(Referring expression data)
.....

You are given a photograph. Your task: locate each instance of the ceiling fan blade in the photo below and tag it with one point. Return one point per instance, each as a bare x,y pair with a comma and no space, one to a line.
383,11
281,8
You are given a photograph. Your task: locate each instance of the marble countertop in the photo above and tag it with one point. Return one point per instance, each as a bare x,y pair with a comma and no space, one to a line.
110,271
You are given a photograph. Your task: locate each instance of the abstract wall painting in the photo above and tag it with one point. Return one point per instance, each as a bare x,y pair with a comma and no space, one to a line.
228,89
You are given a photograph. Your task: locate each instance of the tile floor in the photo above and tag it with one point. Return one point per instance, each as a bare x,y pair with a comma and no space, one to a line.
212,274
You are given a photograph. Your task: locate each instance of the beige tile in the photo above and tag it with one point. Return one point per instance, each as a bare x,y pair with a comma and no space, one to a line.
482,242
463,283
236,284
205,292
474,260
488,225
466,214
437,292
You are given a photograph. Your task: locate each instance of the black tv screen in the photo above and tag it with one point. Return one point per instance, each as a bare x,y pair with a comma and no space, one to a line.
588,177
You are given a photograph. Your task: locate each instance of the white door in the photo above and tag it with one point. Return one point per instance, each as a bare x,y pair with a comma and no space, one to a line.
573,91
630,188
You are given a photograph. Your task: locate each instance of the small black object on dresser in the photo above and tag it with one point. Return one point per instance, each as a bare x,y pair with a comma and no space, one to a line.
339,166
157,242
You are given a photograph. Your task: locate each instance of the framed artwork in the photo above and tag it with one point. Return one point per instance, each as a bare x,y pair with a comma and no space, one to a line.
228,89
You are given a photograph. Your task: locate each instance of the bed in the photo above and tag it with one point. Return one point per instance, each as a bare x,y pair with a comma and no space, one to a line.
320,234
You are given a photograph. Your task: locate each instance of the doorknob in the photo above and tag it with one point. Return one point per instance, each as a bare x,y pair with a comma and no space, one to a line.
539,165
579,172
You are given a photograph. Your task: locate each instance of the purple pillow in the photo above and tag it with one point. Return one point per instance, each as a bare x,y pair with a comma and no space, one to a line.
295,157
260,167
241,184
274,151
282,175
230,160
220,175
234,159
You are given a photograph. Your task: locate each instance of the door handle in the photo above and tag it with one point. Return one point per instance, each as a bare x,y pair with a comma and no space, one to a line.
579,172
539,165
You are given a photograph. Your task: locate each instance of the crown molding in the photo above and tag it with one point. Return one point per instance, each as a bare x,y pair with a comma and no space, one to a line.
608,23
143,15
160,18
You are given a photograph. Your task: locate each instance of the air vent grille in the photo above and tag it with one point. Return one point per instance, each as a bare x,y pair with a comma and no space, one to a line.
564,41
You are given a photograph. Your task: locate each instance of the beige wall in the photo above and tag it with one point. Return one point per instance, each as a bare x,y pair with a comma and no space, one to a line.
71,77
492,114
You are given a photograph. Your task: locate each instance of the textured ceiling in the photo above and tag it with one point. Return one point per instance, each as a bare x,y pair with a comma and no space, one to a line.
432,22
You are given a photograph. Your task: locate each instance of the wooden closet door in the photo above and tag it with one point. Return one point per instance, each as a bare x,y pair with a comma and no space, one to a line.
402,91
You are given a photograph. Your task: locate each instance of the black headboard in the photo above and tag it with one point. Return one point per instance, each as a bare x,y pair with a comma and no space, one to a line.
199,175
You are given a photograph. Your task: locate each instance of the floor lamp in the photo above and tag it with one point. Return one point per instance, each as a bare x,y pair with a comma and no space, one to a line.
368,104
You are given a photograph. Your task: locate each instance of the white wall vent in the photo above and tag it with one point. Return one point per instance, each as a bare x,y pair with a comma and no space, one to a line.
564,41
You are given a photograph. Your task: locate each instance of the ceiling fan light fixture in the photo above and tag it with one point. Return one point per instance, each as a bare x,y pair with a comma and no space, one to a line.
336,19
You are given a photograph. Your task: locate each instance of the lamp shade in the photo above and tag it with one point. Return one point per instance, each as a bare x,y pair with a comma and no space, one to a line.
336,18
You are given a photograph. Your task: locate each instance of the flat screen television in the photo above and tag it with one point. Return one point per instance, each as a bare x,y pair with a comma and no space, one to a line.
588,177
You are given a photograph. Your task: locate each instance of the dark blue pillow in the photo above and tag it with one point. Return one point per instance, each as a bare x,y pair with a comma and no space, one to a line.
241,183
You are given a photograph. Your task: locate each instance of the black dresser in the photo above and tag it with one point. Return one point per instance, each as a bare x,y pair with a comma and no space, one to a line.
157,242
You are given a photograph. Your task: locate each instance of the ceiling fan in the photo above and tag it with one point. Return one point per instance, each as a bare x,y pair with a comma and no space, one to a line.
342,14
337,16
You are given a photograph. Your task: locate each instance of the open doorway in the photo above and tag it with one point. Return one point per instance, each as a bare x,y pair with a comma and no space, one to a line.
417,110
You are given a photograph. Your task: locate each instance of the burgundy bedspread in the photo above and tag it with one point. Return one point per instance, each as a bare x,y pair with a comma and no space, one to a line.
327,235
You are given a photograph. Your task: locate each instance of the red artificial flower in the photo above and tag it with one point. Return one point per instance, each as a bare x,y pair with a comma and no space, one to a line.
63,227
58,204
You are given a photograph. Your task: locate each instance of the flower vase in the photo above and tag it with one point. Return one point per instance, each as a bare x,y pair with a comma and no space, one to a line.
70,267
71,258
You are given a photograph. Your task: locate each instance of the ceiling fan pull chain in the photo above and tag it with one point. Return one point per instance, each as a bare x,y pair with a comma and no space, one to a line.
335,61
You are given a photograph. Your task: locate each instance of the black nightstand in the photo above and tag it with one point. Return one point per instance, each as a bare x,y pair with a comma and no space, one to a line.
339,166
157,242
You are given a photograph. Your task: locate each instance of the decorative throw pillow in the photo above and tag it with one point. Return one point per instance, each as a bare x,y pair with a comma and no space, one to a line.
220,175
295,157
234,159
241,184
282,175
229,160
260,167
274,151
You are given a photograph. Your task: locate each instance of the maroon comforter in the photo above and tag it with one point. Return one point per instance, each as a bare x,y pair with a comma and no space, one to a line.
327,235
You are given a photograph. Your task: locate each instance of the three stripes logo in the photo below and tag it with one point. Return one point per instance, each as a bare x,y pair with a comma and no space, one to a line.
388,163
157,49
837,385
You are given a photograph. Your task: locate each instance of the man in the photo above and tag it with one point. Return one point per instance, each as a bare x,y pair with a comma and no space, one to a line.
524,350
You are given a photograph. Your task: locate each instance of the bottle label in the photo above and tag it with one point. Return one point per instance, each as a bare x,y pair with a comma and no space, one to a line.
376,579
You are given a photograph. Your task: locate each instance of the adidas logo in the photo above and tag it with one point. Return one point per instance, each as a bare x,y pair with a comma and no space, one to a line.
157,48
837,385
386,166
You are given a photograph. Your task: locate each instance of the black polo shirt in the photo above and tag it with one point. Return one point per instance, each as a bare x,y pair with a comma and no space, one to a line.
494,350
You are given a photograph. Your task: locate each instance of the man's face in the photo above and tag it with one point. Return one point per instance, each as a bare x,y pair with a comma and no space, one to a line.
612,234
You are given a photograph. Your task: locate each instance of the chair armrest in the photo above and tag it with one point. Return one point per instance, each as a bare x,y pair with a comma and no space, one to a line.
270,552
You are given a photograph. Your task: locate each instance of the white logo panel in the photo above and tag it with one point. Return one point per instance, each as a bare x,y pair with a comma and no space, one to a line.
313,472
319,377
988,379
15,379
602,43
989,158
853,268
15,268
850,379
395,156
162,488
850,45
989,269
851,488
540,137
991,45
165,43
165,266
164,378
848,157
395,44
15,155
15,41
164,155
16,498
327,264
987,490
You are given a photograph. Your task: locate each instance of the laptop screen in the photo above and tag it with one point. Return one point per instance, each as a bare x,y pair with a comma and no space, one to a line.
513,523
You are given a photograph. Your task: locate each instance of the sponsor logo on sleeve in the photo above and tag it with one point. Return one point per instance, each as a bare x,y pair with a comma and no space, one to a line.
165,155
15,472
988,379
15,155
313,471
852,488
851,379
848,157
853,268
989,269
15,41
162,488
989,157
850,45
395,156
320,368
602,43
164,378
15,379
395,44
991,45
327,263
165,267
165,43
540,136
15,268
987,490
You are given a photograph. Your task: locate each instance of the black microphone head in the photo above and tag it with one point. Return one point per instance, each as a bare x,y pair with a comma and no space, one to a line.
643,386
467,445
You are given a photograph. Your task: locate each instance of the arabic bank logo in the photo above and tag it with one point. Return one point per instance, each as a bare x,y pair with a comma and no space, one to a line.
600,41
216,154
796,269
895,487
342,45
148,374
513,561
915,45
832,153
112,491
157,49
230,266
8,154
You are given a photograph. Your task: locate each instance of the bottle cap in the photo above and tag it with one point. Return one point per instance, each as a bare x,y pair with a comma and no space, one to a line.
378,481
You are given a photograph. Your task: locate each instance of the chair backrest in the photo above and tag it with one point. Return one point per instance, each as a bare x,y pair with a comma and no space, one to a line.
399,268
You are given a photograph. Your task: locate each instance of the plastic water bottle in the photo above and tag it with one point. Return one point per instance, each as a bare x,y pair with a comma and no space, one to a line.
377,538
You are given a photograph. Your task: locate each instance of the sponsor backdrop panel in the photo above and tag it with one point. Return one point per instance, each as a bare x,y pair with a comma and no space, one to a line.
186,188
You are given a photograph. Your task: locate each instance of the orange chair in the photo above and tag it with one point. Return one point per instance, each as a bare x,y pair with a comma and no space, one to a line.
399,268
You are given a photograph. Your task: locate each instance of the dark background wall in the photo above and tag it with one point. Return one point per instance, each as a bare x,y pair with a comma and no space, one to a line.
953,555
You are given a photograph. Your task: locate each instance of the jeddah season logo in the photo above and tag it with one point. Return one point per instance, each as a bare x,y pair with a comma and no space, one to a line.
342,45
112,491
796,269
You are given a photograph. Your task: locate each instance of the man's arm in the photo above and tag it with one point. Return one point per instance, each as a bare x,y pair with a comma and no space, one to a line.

.....

--- EXERCISE ---
Quote verbatim the line containing "of the jeddah" and every line after it through the end of the records above.

--- WRITTEN ANSWER ---
You are given a photograph. Your task: locate each instance of the jeddah season logo in the photo above and tag it with one point. Return one point per instance, each as a bare x,y pair with a comma and no space, one to a line.
342,45
112,491
796,269
You are given a photograph. Your task: locate each instance of the man's arm in the photo above and tag it with one point. Return one point per instance, each as a bare x,y pair with a comma and no space, one to a line.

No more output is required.